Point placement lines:
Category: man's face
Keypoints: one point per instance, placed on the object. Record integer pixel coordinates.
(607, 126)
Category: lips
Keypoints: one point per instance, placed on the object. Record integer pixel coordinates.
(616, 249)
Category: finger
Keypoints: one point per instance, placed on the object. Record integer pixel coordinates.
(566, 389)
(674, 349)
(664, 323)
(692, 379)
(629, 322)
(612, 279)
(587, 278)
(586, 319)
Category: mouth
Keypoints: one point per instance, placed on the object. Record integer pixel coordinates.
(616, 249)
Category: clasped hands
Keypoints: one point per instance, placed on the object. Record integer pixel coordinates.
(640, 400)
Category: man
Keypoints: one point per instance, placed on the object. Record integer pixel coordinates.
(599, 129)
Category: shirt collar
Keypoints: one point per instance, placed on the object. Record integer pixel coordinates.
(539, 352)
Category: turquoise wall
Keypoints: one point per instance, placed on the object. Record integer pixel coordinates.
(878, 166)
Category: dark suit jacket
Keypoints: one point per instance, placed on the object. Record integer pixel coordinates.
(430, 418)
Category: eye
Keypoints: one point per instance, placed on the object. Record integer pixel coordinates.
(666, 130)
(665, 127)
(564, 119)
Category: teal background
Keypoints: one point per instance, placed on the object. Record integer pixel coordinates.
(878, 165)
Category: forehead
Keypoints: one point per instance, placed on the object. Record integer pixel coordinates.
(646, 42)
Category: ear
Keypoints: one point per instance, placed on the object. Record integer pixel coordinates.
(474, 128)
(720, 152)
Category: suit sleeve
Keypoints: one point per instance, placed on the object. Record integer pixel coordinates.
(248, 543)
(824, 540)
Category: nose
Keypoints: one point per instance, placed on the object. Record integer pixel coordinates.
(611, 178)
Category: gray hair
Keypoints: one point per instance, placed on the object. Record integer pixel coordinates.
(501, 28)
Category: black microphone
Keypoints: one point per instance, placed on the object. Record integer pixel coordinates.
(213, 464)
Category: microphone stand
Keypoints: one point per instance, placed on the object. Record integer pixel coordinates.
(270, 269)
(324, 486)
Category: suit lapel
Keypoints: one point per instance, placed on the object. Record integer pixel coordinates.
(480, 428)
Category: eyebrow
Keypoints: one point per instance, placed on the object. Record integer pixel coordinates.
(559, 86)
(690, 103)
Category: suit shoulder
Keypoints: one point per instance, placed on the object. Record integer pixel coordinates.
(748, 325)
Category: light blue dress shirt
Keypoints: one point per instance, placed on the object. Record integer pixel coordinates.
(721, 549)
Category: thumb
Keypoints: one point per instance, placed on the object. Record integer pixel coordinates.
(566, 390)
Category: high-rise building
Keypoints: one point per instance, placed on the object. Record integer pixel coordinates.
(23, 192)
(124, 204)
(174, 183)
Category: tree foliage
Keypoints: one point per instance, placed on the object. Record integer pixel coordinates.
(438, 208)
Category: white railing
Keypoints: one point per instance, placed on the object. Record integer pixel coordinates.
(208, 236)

Task requirements
Convert the lines above into a two-column CSV with the headers "prompt" and "target", giving one row per category. Put the category text with its instruction under "prompt" and its coordinates under "target", each in a single quoted field with any line breaks replaced by spaces.

Task output
prompt,target
"Category: man's face Keypoints: one point per instance, placed on the object. Record integer pixel coordinates.","(607, 126)"
"Category: lips Keypoints: one point per instance, placed on the object. Record integer pixel coordinates.","(616, 249)"
"Category: finger Keypoints: one point per instance, placed on the object. Record integer pixel coordinates.","(566, 389) (674, 349) (664, 323) (692, 379) (629, 322) (612, 279) (587, 278) (586, 319)"
"Category: mouth Keypoints: one point per instance, placed on the object. Record integer pixel coordinates.","(616, 249)"
"Category: clasped hands Keypoints: one point per instance, placed on the object. Record integer pixel coordinates.","(640, 400)"
"Category: man Keypoints: one point per instance, placed on the object. Record integer pixel coordinates.","(599, 129)"
"Category: shirt collar Keypoints: one point per instance, placed on the object. Record integer pixel coordinates.","(539, 352)"
"Category: turquoise wall Keypoints: one point per instance, placed on the object. Record integer pixel coordinates.","(878, 166)"
"Category: dark suit jacket Keypoints: one point per instance, placed on the object. Record integer pixel coordinates.","(430, 418)"
"Category: eye Keypoints: one point per instance, placed on the object. Record integer pixel coordinates.","(666, 130) (665, 127) (564, 119)"
"Category: teal background Keypoints: one point per instance, placed on the object. Record integer pixel coordinates.","(878, 165)"
"Category: forehead Keypoints: one point per instance, placed on the object. Record integer pixel coordinates.","(646, 42)"
"Category: ear Keypoints: one point per instance, placed on the object. Record integer pixel coordinates.","(474, 128) (720, 152)"
"Category: suit sleeve Keypoints: one point per instance, placed on the object. Record integer pixel coordinates.","(248, 543) (824, 540)"
"Category: nose Keypoints: one point per instance, placed on the object. Record integer pixel coordinates.","(611, 178)"
"Category: gray hair Keypoints: one point per instance, placed on the object. Record integer pixel coordinates.","(501, 28)"
"Category: black microphone Keypoints: one point per instance, placed on the object. Record integer pixel coordinates.","(213, 464)"
"Category: microphone stand Keypoints: one point per instance, placed on the object. Record integer pixel coordinates.","(270, 269) (324, 486)"
"Category: suit lapel Keypoints: one point per instance, placed on the object. Record integer pixel coordinates.","(480, 428)"
"Category: eyebrow Keypoints: one point per instance, placed on the object. Record integer pixel coordinates.","(559, 86) (690, 103)"
"Category: suit shoulder Keypoints: one point per instance, placed on the object. Record integer pixel coordinates.","(748, 325)"
"Category: light blue dress shirt Keypoints: one point per instance, placed on the object. Record integer pixel coordinates.","(721, 549)"
"Category: thumb Keypoints: one point per instance, placed on the object. Record integer pixel coordinates.","(566, 390)"
"Category: high-rise building Keypoints: one point per instance, placed on the object. Record integer pixel coordinates.","(23, 192) (124, 204) (174, 183)"
"Category: tree foliage Keypoints: one point per instance, placed on the object. Record integer pixel coordinates.","(438, 208)"
"Category: white railing Keypoints: one point per instance, placed on the object. Record integer pixel coordinates.","(208, 236)"